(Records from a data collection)
▬▬▬▬▬▬▬▬▬▬

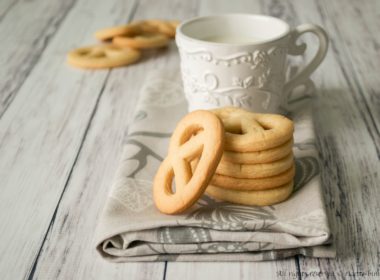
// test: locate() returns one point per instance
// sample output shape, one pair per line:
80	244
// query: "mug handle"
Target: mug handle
303	76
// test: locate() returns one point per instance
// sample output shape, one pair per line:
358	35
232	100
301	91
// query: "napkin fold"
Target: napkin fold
132	229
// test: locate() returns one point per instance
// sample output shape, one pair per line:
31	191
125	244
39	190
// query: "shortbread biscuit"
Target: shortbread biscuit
243	184
264	156
252	198
122	30
260	170
142	41
104	56
198	136
251	132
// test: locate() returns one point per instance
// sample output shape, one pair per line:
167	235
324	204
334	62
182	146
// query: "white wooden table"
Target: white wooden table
62	131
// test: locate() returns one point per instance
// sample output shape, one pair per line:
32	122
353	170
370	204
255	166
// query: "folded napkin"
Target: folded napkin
132	229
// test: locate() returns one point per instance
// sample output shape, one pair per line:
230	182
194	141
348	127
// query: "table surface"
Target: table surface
62	132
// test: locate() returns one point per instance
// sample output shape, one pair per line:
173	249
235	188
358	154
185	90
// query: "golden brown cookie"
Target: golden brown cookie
243	184
253	198
122	30
142	41
104	56
259	170
264	156
251	132
199	135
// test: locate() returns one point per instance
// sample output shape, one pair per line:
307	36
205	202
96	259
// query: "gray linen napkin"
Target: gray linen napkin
132	229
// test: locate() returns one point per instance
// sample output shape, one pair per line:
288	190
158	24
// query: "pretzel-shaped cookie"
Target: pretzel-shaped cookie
251	132
199	135
142	40
121	30
104	56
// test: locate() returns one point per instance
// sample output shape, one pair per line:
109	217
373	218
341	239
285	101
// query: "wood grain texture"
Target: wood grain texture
41	133
249	270
62	131
5	7
26	29
359	43
68	252
348	151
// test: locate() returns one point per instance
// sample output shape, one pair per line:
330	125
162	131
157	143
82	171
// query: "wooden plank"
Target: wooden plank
68	251
42	131
5	7
350	163
359	42
243	270
26	28
228	270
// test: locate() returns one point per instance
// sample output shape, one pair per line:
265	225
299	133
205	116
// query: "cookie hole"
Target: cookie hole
234	130
172	187
192	132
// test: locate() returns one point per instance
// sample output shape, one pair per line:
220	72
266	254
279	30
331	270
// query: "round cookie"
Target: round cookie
264	156
251	132
199	135
252	198
104	56
142	41
260	170
241	184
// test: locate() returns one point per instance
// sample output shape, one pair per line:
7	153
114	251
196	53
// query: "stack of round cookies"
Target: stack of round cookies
257	166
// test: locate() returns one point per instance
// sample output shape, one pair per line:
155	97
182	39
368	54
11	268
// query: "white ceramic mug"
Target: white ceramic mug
240	60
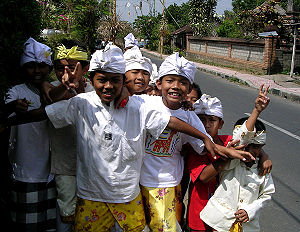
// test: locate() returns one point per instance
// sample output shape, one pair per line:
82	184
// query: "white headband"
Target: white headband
209	105
249	137
135	60
174	64
130	41
36	52
110	59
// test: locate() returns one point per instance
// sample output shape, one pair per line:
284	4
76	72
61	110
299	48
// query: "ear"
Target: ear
221	123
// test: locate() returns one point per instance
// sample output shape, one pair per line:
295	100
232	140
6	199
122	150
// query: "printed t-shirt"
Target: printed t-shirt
29	143
199	192
110	143
163	164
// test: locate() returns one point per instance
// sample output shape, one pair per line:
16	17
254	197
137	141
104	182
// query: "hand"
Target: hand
241	216
72	79
122	100
264	164
262	100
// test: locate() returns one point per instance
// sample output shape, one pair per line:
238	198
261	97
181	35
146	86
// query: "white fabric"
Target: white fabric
240	188
110	59
63	145
209	105
174	64
130	41
163	164
29	143
110	143
249	137
154	75
36	52
135	60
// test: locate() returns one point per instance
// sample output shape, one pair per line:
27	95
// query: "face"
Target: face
254	149
60	65
108	86
174	89
211	123
137	80
192	96
36	72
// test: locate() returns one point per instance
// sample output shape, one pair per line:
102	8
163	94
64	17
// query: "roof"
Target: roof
184	29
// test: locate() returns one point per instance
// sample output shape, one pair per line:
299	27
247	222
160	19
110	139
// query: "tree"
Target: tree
202	15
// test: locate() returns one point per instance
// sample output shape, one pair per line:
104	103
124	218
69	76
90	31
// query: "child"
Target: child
33	191
163	165
63	140
138	71
236	204
130	42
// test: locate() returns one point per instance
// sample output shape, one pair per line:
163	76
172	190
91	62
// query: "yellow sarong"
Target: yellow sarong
162	207
101	216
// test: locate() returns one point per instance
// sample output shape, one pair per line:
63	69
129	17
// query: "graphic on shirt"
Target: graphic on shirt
165	145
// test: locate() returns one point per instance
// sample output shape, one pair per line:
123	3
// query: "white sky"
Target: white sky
132	6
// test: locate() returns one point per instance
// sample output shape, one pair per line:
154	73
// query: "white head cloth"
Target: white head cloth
209	105
154	75
110	59
36	52
135	60
130	41
174	64
248	137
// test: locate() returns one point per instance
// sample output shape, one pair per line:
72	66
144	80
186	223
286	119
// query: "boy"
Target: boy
138	71
163	165
33	191
236	204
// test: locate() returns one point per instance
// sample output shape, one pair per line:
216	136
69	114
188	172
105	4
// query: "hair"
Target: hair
197	89
93	73
69	43
259	126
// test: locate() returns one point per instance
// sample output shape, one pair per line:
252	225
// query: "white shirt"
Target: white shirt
110	143
163	164
63	145
29	143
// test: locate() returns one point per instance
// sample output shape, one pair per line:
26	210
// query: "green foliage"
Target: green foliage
202	15
20	19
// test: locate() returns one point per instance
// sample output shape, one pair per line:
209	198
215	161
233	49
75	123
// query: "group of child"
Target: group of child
113	154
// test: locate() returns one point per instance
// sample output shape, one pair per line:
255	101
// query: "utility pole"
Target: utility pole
162	31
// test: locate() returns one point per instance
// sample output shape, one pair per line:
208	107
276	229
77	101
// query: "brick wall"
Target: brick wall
256	55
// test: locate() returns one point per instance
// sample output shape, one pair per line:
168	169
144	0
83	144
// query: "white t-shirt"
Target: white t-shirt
110	143
63	145
29	143
163	164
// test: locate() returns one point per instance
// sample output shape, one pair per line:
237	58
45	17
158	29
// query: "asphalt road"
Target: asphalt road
282	120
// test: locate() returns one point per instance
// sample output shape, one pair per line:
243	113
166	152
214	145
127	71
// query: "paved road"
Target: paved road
282	119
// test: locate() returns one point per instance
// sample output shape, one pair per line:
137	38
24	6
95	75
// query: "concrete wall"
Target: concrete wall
257	55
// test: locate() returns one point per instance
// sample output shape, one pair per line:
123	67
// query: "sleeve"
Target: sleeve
197	144
196	164
243	134
11	95
62	113
267	189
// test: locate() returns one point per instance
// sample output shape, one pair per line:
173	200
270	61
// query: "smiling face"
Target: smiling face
108	86
174	89
137	80
36	73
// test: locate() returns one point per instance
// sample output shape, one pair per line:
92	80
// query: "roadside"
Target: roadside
280	84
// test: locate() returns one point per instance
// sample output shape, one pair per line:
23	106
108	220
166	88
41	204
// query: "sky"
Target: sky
128	10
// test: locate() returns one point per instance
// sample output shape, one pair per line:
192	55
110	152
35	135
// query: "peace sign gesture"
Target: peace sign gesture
262	100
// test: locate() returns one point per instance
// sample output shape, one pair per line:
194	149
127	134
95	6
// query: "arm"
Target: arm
261	103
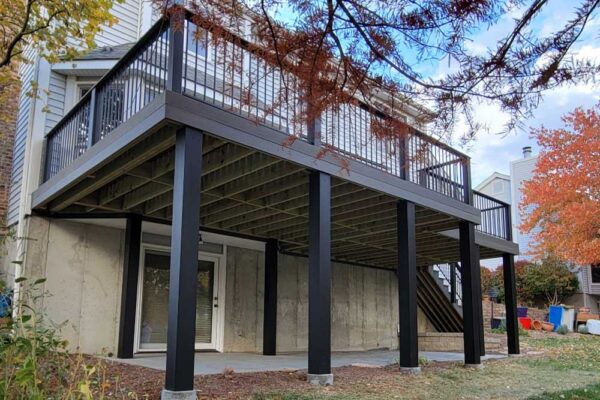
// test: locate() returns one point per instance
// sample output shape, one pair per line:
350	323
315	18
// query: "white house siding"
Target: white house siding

▬▬▬▬▬▬▬▬▬▬

Print every entry exactly as written, without the pictures.

// test: locate() returns one point per instance
// sample output shape, one pair per line:
80	244
// query: "mug handle"
Target: mug handle
303	76
// test: locate() returns one point per instance
// sample output shape, one pair per line:
358	35
232	100
301	91
// query: "napkin fold"
Target: napkin fold
132	229
// test: locate() returns one point per instance
// sample output shape, one pair per line:
31	191
125	244
39	190
// query: "shortbread biscuit"
Target: shortbread biscuit
243	184
264	156
252	198
122	30
260	170
142	41
104	56
198	136
251	132
// test: locate() returns one point per instance
// sample output shape, one pair per line:
167	235
324	204
334	62
182	146
// query: "white wooden table"
Target: white wooden table
62	131
// test: locate() returns one point per instance
// sample output shape, one pair per line:
32	122
353	170
370	204
255	166
// query: "folded napkin"
Target: folded napkin
132	229
// test: locate() returns one point per instance
// sample output shape, one pair per line:
230	182
194	141
348	127
// query: "table surface"
Target: table surface
62	132
// test: locate() returns one point per instance
// sample output shape, one pair per line:
173	249
235	188
358	154
185	90
// query: "golden brown cookie"
Target: golden brown cookie
243	184
253	198
122	30
142	41
104	56
259	170
264	156
251	132
199	135
// test: locate() returns one point per instance
// sample output shape, one pair per line:
307	36
205	202
96	259
// query: "gray linen napkin"
Target: gray linen napkin
132	229
// test: locate() returns one point per instance
// sample output shape, one pair per line:
288	190
158	24
// query: "pretzel-shaped cookie"
Target: pretzel-shaped cookie
251	132
199	135
142	40
121	30
104	56
// test: locate() returns one point per instance
// sample output shape, one pair per line:
109	217
373	218
341	239
285	101
// query: "wood grain texture"
Target: wood grain texture
41	133
249	270
62	131
5	7
26	29
359	43
68	252
348	151
// test: locate() returns one point per instance
// sample output shape, one pair per line:
330	125
162	131
157	143
82	171
// query: "wooden plank"
Target: wooden plank
68	251
42	131
5	7
350	163
359	42
243	270
26	28
228	270
// test: locate() returns one point per instance
// sample output shape, one pair per line:
265	225
299	133
205	116
// query: "cookie hole"
Target: cookie hole
234	130
172	187
192	132
// test: locate() returns one point per instance
// sample output shape, one pair per line:
220	72
266	254
279	30
331	270
// query: "round cookie"
Target: round cookie
264	156
251	132
199	135
252	198
104	56
142	41
260	170
241	184
// test: locate() returns one point per instance
// sample output shape, one pair per line:
7	153
114	251
196	53
// query: "stack of round cookies"
Target: stack of round cookies
257	166
// test: locate() returns one point per instance
// sample output shape, one pair per line:
155	97
182	39
368	54
11	268
// query: "white ceramic mug"
Target: white ceramic mug
240	60
// test: locate() returns one point per instance
// sample output shape, one pair per line:
82	184
// query: "white headband"
Target: white headband
209	105
249	137
135	60
174	64
130	41
36	52
110	59
// test: locate() returns one point per instance
// sample output shape, one pair per line:
284	4
76	72
61	110
299	48
// query: "ear"
Target: ear
221	123
// test: locate() returns one point per instance
// sample output shape, one pair per line:
295	100
232	140
6	199
122	150
// query: "printed t-shirt"
Target: printed t-shirt
29	143
199	192
110	143
163	164
// test: locate() returns one point per instance
// sample output shape, one pair per line:
16	17
254	197
137	141
104	182
// query: "hand"
Target: hand
241	216
72	79
122	100
264	164
262	100
// test: locate() returns one point per instance
// sample output shape, one pair per line:
238	198
261	97
181	35
146	86
// query: "white fabric"
Target: white fabric
240	188
110	59
63	145
209	105
174	64
130	41
163	164
29	143
110	143
249	137
154	75
36	52
135	60
// test: locate() returns one point per instance
// sample output shape, one pair per line:
27	95
// query: "face"
Target: face
254	149
60	65
108	86
174	89
211	123
137	80
192	96
36	72
// test: locate() returns one point per instance
// sample output shape, one pair per line:
102	8
163	94
64	17
// query: "roof"
Target: roof
184	29
// test: locate() returns one point per instance
// sample output shape, one pair per line:
299	27
247	222
160	19
110	139
// query: "tree"
Target: tree
202	15
// test: locate() returns one point per instance
// sample output shape, one pair per line:
104	103
124	218
69	76
90	31
// query: "child"
Target: child
33	191
163	165
63	140
138	71
236	204
130	42
// test: locate() returns one point per instance
// sample output shape, one pair per line:
163	76
172	190
91	62
// query: "yellow sarong"
Target: yellow sarong
162	207
101	216
// test: locate() returns one point per instance
// sample output shape, one pair per line:
63	69
129	17
// query: "graphic on shirt"
Target: graphic on shirt
165	145
// test: locate() returns one point per instance
// sample output shape, one pair per line:
123	3
// query: "white sky"
Target: white sky
132	6
// test: locate() returns one point per instance
// sample output shape, one pair per line:
154	73
// query: "white head cloth"
Target: white head cloth
209	105
154	75
110	59
36	52
135	60
130	41
174	64
248	137
// test: locate() returns one point per instance
// sample output shape, one pair per line:
72	66
144	80
186	223
286	119
// query: "boy"
Target: boy
138	71
163	165
33	191
236	204
// test: locate() returns one point per instance
// sample output shape, one pair per line:
216	136
69	114
188	172
105	4
// query: "hair"
Target: hair
197	89
93	73
69	43
259	126
// test: locate() returns one point per instance
// sample output shape, one pair per line:
252	225
// query: "white shirt"
Target: white shirt
110	143
163	164
63	145
29	143
// test: locate() returns one point per instance
// sample output shape, one pair per line:
26	210
// query: "green foliage"
Target: green foliage
202	15
20	19
// test: locate() returns one point per instance
// sample output shape, one pair per line:
209	198
215	161
233	49
75	123
// query: "group of child"
Target: group of child
113	154
// test: locate() returns one point per instance
// sample output shape, one pair per line:
255	101
// query: "utility pole"
Target: utility pole
162	31
// test: locate() returns one point per instance
// sample output shape, one pair per line:
208	107
276	229
77	101
// query: "brick wall"
Target: brick wall
256	55
// test: locate() returns one point per instance
// sample output shape, one pair per line:
168	169
144	0
83	144
// query: "white t-shirt"
Target: white t-shirt
110	143
63	145
29	143
163	164
// test: locate() returns one point per instance
// sample output shape, one pair per line:
237	58
45	17
158	29
// query: "asphalt road"
Target: asphalt road
282	120
// test: locate() returns one point per instance
// sample output shape, one pair per line:
243	113
166	152
214	145
127	71
// query: "paved road"
Target: paved road
282	119
// test: locate() returns one point per instance
// sample output shape, one pair per line:
137	38
24	6
95	75
// query: "concrete wall"
Target: concrete wall
257	55
// test: locate() returns one point per instance
// sample output shape, one pair per line:
123	67
// query: "sleeve"
Target: sleeve
197	144
196	164
243	134
11	95
62	113
267	189
// test: locate() returns one point per instance
// sample output shape, one pair per line:
173	200
270	61
// query: "smiling face"
Target: smiling face
108	86
174	89
137	80
36	73
// test: locate() returns one point per instance
// sample output shape, one pair per line:
92	80
// query: "roadside"
Target: roadside
280	84
// test: locate() returns one point per instance
// sample output shape, one pair per line:
23	106
108	220
166	88
41	204
// query: "sky"
Target: sky
128	10
// test: locate() returns one point per instance
// sample output shape, one pair per line:
192	55
110	152
35	135
// query: "peace sign gesture"
Target: peace sign gesture
262	100
// test: locate() returns one point per instance
// sample output shape, one pair per line:
194	149
127	134
95	6
// query: "arm"
Target: arm
261	103
// test: locate() returns one point per instance
// sample output shape, one pair per line:
350	323
315	18
// query: "white house siding"
Target: white house siding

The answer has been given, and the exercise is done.